**** Source extract
# Why I'll never use



## Satcomer (Jul 5, 2012)

After the news of Cisco Changes Privacy Policy in Cloud Connect Service I am now convinced never to use this companies home router ever again. To me the 'social' cloud junk has to stop being forced down our collective throats!


----------



## Satcomer (Oct 14, 2013)

A new threat announced to tody for anyone using Linksys Routers: D-Link Router Vulnerable To Authentication Bypass

So why do people trust the cheaply made Linksys routers anymore?


----------



## Satcomer (Feb 23, 2014)

Well it's getting worse according to the BBC article Security failings in home routers exposed. It now involves Asus as well as Linksys & D-Link. I guess unless Apple routers get named this will be shelved in the tech blogosphere.


----------



## g/re/p (Feb 24, 2014)

When TWC stared charging rental on my router, I bought my own.
Got a Netgear CG3000D-RG, and it appears to be an excellent choice so far.


----------



## SGilbert (Feb 24, 2014)

g/re/p said:


> When TWC stared charging rental on my router, I bought my own.
> Got a Netgear CG3000D-RG, and it appears to be an excellent choice so far.



Likewise, on Comcast, with my Netgear WNDR4500. Also own my Motorola SB6121 cable modem.
Both have been bullet proof. (knock on wood!)


----------



## Satcomer (Jan 11, 2016)

Well Netgear Router Hacked so most users can do is disable remote access and change your router password and out once every six months!

Also NEVER trust ISP modems and routers! You will save tons of money!


----------



## jbarley (Jan 19, 2016)

Satcomer said:


> Well Netgear Router Hacked so most users can do is disable remote access and change your router password and out once every six months!
> 
> Also NEVER trust ISP modems and routers! You will save tons of money!


Purchase a roll of kitchen aluminum foil (heavy duty works best), fashion yourself a hat that fits securely, and what do you know, all of your concerns and problems will vanish.


----------



## Cheryl (Jan 19, 2016)

jbarley said:


> Purchase a roll of kitchen aluminum foil (heavy duty works best), fashion yourself a hat that fits securely, and what do you know, all of your concerns and problems will vanish.



You must have tried it


----------



## jbarley (Jan 20, 2016)
********
## Requirements
[1] In the router forum thread, edit the passage starting at "# Why I'll never" and ending at "our collective throats!" so that "Linksys" replaces "Cisco".
[2] Pick up the forum thread on home router security where it stops and keep writing.
**** Data lines
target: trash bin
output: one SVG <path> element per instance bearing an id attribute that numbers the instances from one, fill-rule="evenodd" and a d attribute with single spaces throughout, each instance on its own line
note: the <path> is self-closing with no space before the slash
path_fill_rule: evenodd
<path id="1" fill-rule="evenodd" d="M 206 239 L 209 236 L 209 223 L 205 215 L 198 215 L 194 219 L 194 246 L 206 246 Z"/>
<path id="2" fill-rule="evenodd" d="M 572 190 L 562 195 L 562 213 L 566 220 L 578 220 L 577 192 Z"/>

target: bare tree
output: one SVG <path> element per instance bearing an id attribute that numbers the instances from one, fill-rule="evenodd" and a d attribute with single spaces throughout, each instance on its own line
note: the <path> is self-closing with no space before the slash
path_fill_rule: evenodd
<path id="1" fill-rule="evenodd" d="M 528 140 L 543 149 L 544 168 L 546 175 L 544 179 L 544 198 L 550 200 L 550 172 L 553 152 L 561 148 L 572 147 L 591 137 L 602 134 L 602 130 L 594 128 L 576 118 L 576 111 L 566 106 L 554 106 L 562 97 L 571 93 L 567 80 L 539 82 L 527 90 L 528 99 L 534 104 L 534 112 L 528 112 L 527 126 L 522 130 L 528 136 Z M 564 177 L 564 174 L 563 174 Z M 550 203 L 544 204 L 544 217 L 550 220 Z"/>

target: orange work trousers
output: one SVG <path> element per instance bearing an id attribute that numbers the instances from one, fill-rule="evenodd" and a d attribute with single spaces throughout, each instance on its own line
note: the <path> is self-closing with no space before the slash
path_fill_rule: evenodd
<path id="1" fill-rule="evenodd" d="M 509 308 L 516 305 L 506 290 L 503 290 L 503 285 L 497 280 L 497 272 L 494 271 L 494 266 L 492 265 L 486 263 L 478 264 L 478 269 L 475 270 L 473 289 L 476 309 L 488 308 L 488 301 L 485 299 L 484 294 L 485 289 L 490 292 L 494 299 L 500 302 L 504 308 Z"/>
********
## Solved tasks
[1]
# Why I'll never use



## Satcomer (Jul 5, 2012)

After the news of Linksys Changes Privacy Policy in Cloud Connect Service I am now convinced never to use this companies home router ever again. To me the 'social' cloud junk has to stop being forced down our collective throats!

[2]
Cheryl said:


> You must have tried it


Wouldn't compute without one, and you wait and see, if "Trump" gets elected there will be a major rush on foil.


----------



## Satcomer (Jan 20, 2016)

jbarley said:


> Purchase a roll of kitchen aluminum foil (heavy duty works best), fashion yourself a hat that fits securely, and what do you know, all of your concerns and problems will vanish.



This is what I was talking about.





Think about it if you have a large story home it could help your router transfer wireless Internet through the the upstairs!


----------



## jbarley (Jan 20, 2016)

Actually I had something else in mind, more like this photo.


----------



## Satcomer (Jan 22, 2016)

jbarley said:


> Actually I had something else in mind, more like this photo.
> 
> View attachment 8504



Ah I see you are attempting to be funny.


----------



## Satcomer (Jan 28, 2016)

Well now the article VMWare Fusion and Workstation Development Team Fired to be Outsourced dropped and now in good faith I can no longer support Mac Fusion any more and now will use/recommend the alternatives of the free VitualBox or the shareware Parrallels.


----------



## bbloke (May 31, 2016)

Satcomer said:


> Well now the article VMWare Fusion and Workstation Development Team Fired to be Outsourced dropped and now in good faith I can no longer support Mac Fusion any more and now will use/recommend the alternatives of the free VitualBox or the shareware Parrallels.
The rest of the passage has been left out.